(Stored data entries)
..........

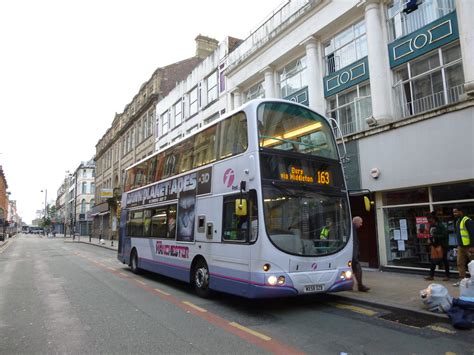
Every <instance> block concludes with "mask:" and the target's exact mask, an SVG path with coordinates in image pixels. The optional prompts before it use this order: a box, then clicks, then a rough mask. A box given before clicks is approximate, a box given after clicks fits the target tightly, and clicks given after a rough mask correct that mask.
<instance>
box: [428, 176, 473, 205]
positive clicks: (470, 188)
mask: <svg viewBox="0 0 474 355" xmlns="http://www.w3.org/2000/svg"><path fill="white" fill-rule="evenodd" d="M431 194H432V198H433V201H456V200H464V199H466V200H467V199H474V181H470V182H466V183H460V184H449V185H441V186H433V187H431Z"/></svg>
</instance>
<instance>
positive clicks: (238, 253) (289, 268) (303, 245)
mask: <svg viewBox="0 0 474 355" xmlns="http://www.w3.org/2000/svg"><path fill="white" fill-rule="evenodd" d="M120 216H121V218H120V231H119V250H118V259H119V260H120V261H122V262H123V263H124V264H128V265H129V266H130V267H131V270H132V271H133V272H138V271H139V269H145V270H149V271H152V272H156V273H160V274H162V275H166V276H169V277H172V278H176V279H179V280H182V281H185V282H189V283H191V284H192V285H193V287H194V288H195V290H196V292H197V293H198V294H199V295H200V296H204V297H206V296H208V295H209V293H210V291H211V290H216V291H221V292H226V293H231V294H235V295H239V296H243V297H247V298H266V297H285V296H295V295H304V294H309V293H318V292H336V291H343V290H349V289H352V286H353V279H352V272H351V258H352V239H351V233H352V228H351V227H352V223H351V216H350V209H349V202H348V192H347V189H346V184H345V179H344V174H343V170H342V165H341V159H340V156H339V152H338V149H337V145H336V141H335V137H334V134H333V131H332V128H331V125H330V123H329V122H328V121H327V120H326V119H325V118H324V117H322V116H321V115H319V114H317V113H316V112H314V111H312V110H310V109H309V108H307V107H305V106H302V105H299V104H297V103H293V102H290V101H285V100H274V99H259V100H253V101H250V102H248V103H246V104H245V105H243V106H242V107H240V108H239V109H236V110H234V111H233V112H231V113H229V114H227V115H226V116H225V117H221V118H220V119H219V120H217V121H215V122H213V123H212V124H209V125H207V126H205V127H202V128H201V129H200V130H199V131H196V132H195V133H193V134H192V135H189V136H188V137H186V138H185V139H183V140H181V141H179V142H177V143H175V144H173V145H172V146H170V147H169V148H167V149H164V150H162V151H158V152H156V153H154V154H153V155H151V156H150V157H147V158H146V159H144V160H142V161H140V162H138V163H136V164H135V165H133V166H131V167H130V168H129V169H127V170H126V179H125V186H124V193H123V195H122V201H121V214H120Z"/></svg>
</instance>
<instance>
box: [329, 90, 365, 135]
mask: <svg viewBox="0 0 474 355" xmlns="http://www.w3.org/2000/svg"><path fill="white" fill-rule="evenodd" d="M327 101H328V112H327V116H328V117H332V118H334V119H335V120H336V121H337V122H338V124H339V127H340V128H341V132H342V135H343V136H345V135H348V134H352V133H356V132H360V131H363V130H364V129H367V128H368V126H367V123H366V122H365V120H366V118H368V117H370V116H372V100H371V97H370V85H369V84H368V83H367V84H359V85H356V86H353V87H351V88H350V89H348V90H345V91H343V92H341V93H338V94H336V95H333V96H331V97H329V98H328V99H327Z"/></svg>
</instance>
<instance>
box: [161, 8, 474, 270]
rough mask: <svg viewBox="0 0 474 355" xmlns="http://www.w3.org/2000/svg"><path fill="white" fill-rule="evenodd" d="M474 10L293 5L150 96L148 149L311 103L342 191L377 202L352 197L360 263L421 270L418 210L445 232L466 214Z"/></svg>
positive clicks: (421, 254) (473, 49)
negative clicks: (452, 213) (365, 209)
mask: <svg viewBox="0 0 474 355" xmlns="http://www.w3.org/2000/svg"><path fill="white" fill-rule="evenodd" d="M417 4H418V5H417ZM473 13H474V1H470V0H457V1H454V0H423V1H422V2H421V3H420V2H416V1H402V0H332V1H330V0H293V1H290V2H288V3H286V4H284V5H282V7H281V8H279V9H276V10H275V11H274V14H273V16H272V17H270V18H269V19H267V20H266V21H265V22H264V23H263V24H262V25H261V26H260V27H258V28H257V30H255V31H254V32H253V33H252V34H251V35H250V36H249V37H248V38H247V39H245V40H244V41H243V42H242V43H241V44H240V45H239V46H238V47H237V48H235V49H234V46H229V43H228V41H229V40H230V39H228V40H227V41H225V42H223V43H221V44H220V45H219V48H218V49H217V50H216V51H215V52H214V54H213V55H211V56H210V57H208V58H207V59H206V60H204V61H203V62H202V63H201V64H200V65H199V66H198V67H197V68H196V69H195V70H193V72H192V73H191V74H190V75H189V76H188V78H187V79H186V80H184V81H183V82H181V83H178V85H177V86H176V88H175V89H174V90H172V91H171V92H170V93H169V94H168V95H167V96H166V97H164V98H163V99H162V100H161V101H160V102H158V103H157V105H156V113H157V127H156V132H157V137H156V144H155V147H156V149H157V150H161V149H164V148H166V146H168V145H170V144H172V143H173V142H174V141H177V140H179V139H181V138H182V137H185V136H186V135H188V134H190V133H192V132H193V131H194V130H195V129H197V128H198V127H200V126H201V125H205V124H207V123H208V122H210V121H212V120H213V119H215V118H216V117H218V116H220V115H222V114H223V113H225V112H229V111H231V110H233V109H235V108H237V107H238V106H239V105H240V104H241V103H244V102H246V101H248V100H250V99H252V98H257V97H267V98H272V97H274V98H285V99H289V100H294V101H297V102H300V103H302V104H305V105H308V106H309V107H311V108H313V109H314V110H316V111H318V112H320V113H324V114H325V115H326V116H327V117H332V118H334V119H335V121H337V123H338V125H339V128H340V130H337V132H338V134H339V140H340V141H341V140H342V139H343V140H344V141H345V146H346V149H347V157H346V159H345V164H344V168H345V172H346V178H347V181H348V187H349V189H350V190H360V189H368V190H370V191H371V192H372V196H373V199H374V200H375V202H376V203H375V208H374V210H373V211H371V212H370V213H367V212H365V211H364V210H363V208H362V201H361V200H362V199H361V197H356V196H354V197H352V198H351V209H352V214H353V215H361V216H362V217H363V218H364V221H365V223H364V228H363V229H362V230H361V231H360V239H361V260H362V261H364V262H366V263H367V264H368V265H369V266H372V267H379V266H382V267H394V266H397V267H411V268H419V267H421V268H425V267H427V266H428V254H427V253H428V249H427V247H426V243H425V239H424V238H422V236H423V231H420V229H422V228H423V227H426V226H425V223H424V219H423V217H424V216H425V215H426V213H428V212H430V211H436V212H437V213H438V215H439V216H440V218H441V220H442V221H443V222H445V223H446V224H447V226H448V228H450V227H451V221H452V216H451V210H452V207H453V206H455V205H462V206H463V207H464V208H465V209H466V212H467V213H468V214H469V215H471V216H472V215H474V180H473V178H474V147H473V139H472V137H473V134H474V100H473V94H474V65H473V63H474V36H473V34H474V24H473V22H472V20H471V19H470V16H472V14H473ZM231 40H232V41H235V39H231ZM229 49H230V50H229ZM232 49H234V50H232ZM450 246H451V247H454V240H453V236H452V235H451V236H450ZM450 256H451V257H452V252H451V251H450Z"/></svg>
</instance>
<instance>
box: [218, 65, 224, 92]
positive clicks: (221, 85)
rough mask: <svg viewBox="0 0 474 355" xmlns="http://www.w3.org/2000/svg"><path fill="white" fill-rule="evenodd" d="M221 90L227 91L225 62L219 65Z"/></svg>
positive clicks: (220, 89) (219, 80) (219, 82)
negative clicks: (226, 88)
mask: <svg viewBox="0 0 474 355" xmlns="http://www.w3.org/2000/svg"><path fill="white" fill-rule="evenodd" d="M219 91H220V92H224V91H225V63H224V64H221V65H219Z"/></svg>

..........

- Activity -
All of the records above should be reproduced exactly, with the pictures left out.

- Expected answer -
Every <instance> block concludes with "mask:" and the target's exact mask, an SVG path with coordinates in image pixels. The optional prompts before it use this order: a box, then clicks, then a rough mask. A box given before clicks is approximate, a box given after clicks fits the target tightly, and clicks given after a rough mask correct that mask.
<instance>
box: [428, 176, 473, 205]
positive clicks: (470, 188)
mask: <svg viewBox="0 0 474 355" xmlns="http://www.w3.org/2000/svg"><path fill="white" fill-rule="evenodd" d="M431 194H432V198H433V201H456V200H464V199H466V200H467V199H474V181H470V182H466V183H460V184H449V185H441V186H433V187H431Z"/></svg>
</instance>
<instance>
positive clicks: (238, 253) (289, 268) (303, 245)
mask: <svg viewBox="0 0 474 355" xmlns="http://www.w3.org/2000/svg"><path fill="white" fill-rule="evenodd" d="M120 216H121V218H120V231H119V250H118V259H119V260H120V261H122V262H123V263H124V264H128V265H129V266H130V267H131V270H132V271H133V272H138V271H139V269H145V270H149V271H152V272H156V273H160V274H162V275H166V276H169V277H172V278H176V279H179V280H182V281H185V282H189V283H191V284H192V285H193V287H194V288H195V290H196V292H197V293H198V294H199V295H200V296H204V297H206V296H208V295H209V293H210V291H211V290H216V291H221V292H226V293H231V294H235V295H239V296H243V297H247V298H266V297H285V296H295V295H304V294H309V293H318V292H336V291H343V290H349V289H352V286H353V279H352V272H351V258H352V239H351V233H352V228H351V227H352V223H351V216H350V209H349V202H348V192H347V189H346V184H345V179H344V174H343V170H342V165H341V159H340V156H339V152H338V149H337V145H336V141H335V137H334V134H333V131H332V128H331V125H330V123H329V122H328V121H327V120H326V119H325V118H324V117H322V116H321V115H319V114H317V113H316V112H314V111H312V110H310V109H309V108H307V107H305V106H302V105H299V104H297V103H293V102H290V101H285V100H274V99H259V100H253V101H250V102H248V103H246V104H245V105H243V106H242V107H240V108H239V109H236V110H234V111H233V112H231V113H229V114H227V115H226V116H225V117H221V118H220V119H219V120H217V121H215V122H213V123H212V124H209V125H207V126H205V127H202V128H201V129H200V130H199V131H196V132H195V133H193V134H192V135H189V136H188V137H186V138H185V139H183V140H181V141H179V142H177V143H175V144H173V145H172V146H170V147H169V148H167V149H164V150H162V151H158V152H156V153H154V154H153V155H151V156H150V157H147V158H146V159H144V160H142V161H140V162H138V163H136V164H135V165H133V166H131V167H130V168H129V169H127V170H126V179H125V186H124V193H123V195H122V201H121V214H120Z"/></svg>
</instance>
<instance>
box: [329, 90, 365, 135]
mask: <svg viewBox="0 0 474 355" xmlns="http://www.w3.org/2000/svg"><path fill="white" fill-rule="evenodd" d="M327 101H328V112H327V116H328V117H332V118H334V119H335V120H336V121H337V122H338V124H339V127H340V128H341V132H342V135H343V136H345V135H348V134H352V133H356V132H360V131H363V130H364V129H367V128H368V126H367V123H366V122H365V120H366V118H368V117H370V116H372V100H371V97H370V85H369V84H368V83H367V84H359V85H356V86H353V87H351V88H350V89H348V90H345V91H343V92H341V93H338V94H336V95H333V96H331V97H329V98H328V99H327Z"/></svg>
</instance>
<instance>
box: [161, 8, 474, 270]
rough mask: <svg viewBox="0 0 474 355" xmlns="http://www.w3.org/2000/svg"><path fill="white" fill-rule="evenodd" d="M474 10L293 5L150 96L148 149L311 103L342 191L377 202L352 197L360 263L421 270L418 210L445 232L466 214Z"/></svg>
positive clicks: (421, 254) (473, 49)
negative clicks: (452, 213) (365, 209)
mask: <svg viewBox="0 0 474 355" xmlns="http://www.w3.org/2000/svg"><path fill="white" fill-rule="evenodd" d="M417 4H418V5H417ZM473 13H474V1H470V0H457V1H454V0H423V1H422V2H421V3H420V2H416V1H402V0H332V1H330V0H293V1H290V2H288V3H286V4H284V5H282V7H281V8H279V9H276V10H275V11H274V14H273V16H272V17H270V18H269V19H267V20H266V21H265V22H264V23H263V24H262V25H261V26H260V27H258V28H257V30H255V31H254V32H253V33H252V34H251V35H250V36H249V37H248V38H247V39H245V40H244V41H243V42H242V43H241V44H240V45H239V46H238V47H237V48H235V49H234V46H229V43H228V41H229V40H230V39H228V40H227V41H225V42H223V43H221V44H220V45H219V48H218V49H217V50H216V51H215V52H214V54H213V55H211V56H210V57H208V58H207V59H206V60H204V61H203V62H202V63H201V64H200V65H199V66H198V67H197V68H196V69H195V70H193V72H192V73H191V74H190V75H189V76H188V78H187V79H186V80H184V81H183V82H181V83H178V85H177V86H176V88H175V89H174V90H172V91H171V92H170V93H169V94H168V95H167V96H166V97H164V98H163V99H162V100H161V101H160V102H158V103H157V105H156V113H157V127H156V132H157V137H156V144H155V147H156V149H157V150H161V149H164V148H166V146H168V145H170V144H172V143H173V142H174V141H177V140H179V139H181V138H182V137H185V136H186V135H188V134H190V133H192V132H193V131H194V130H195V129H197V128H198V127H200V126H201V125H205V124H207V123H208V122H210V121H212V120H213V119H215V118H216V117H218V116H220V115H222V114H223V113H225V112H229V111H231V110H233V109H235V108H237V107H238V106H239V105H240V104H241V103H244V102H246V101H248V100H250V99H252V98H257V97H267V98H272V97H274V98H285V99H289V100H294V101H297V102H300V103H302V104H305V105H308V106H309V107H311V108H313V109H314V110H316V111H318V112H320V113H324V114H325V115H326V116H327V117H332V118H334V119H335V121H337V123H338V125H339V128H340V130H337V132H338V134H339V140H340V141H341V140H342V139H343V140H344V141H345V146H346V149H347V157H346V159H345V164H344V168H345V172H346V178H347V181H348V187H349V189H350V190H360V189H368V190H370V191H371V192H372V196H373V199H374V200H375V202H376V203H375V208H374V210H373V211H371V212H370V213H367V212H365V211H364V210H363V208H362V201H361V200H362V199H361V197H356V196H354V197H352V198H351V209H352V214H353V215H361V216H362V217H363V218H364V221H365V223H364V228H363V229H362V230H361V231H360V239H361V260H362V261H364V262H366V263H367V264H368V265H369V266H372V267H379V266H382V267H394V266H397V267H411V268H419V267H421V268H425V267H427V266H428V254H427V253H428V249H427V247H426V243H425V239H424V238H422V236H423V231H420V229H422V228H423V227H426V226H425V223H424V219H423V217H424V216H425V215H426V213H428V212H430V211H436V212H437V213H438V215H439V216H440V218H441V220H442V221H443V222H445V223H446V224H447V226H448V228H450V227H451V221H452V216H451V210H452V207H453V206H455V205H462V206H463V207H464V208H465V209H466V212H467V213H468V214H469V215H471V216H472V215H474V180H473V178H474V147H473V139H472V137H473V134H474V100H473V94H474V65H473V63H474V36H473V34H474V24H473V22H472V20H471V19H470V16H472V14H473ZM231 40H232V41H235V39H231ZM229 49H230V50H229ZM232 49H234V50H232ZM450 246H451V247H454V240H453V236H452V235H451V236H450ZM450 256H451V257H452V252H451V251H450Z"/></svg>
</instance>
<instance>
box: [218, 65, 224, 92]
positive clicks: (221, 85)
rough mask: <svg viewBox="0 0 474 355" xmlns="http://www.w3.org/2000/svg"><path fill="white" fill-rule="evenodd" d="M221 90L227 91L225 62L219 65Z"/></svg>
positive clicks: (220, 89) (219, 80) (219, 82)
negative clicks: (226, 88)
mask: <svg viewBox="0 0 474 355" xmlns="http://www.w3.org/2000/svg"><path fill="white" fill-rule="evenodd" d="M219 91H220V92H224V91H225V63H224V64H221V65H219Z"/></svg>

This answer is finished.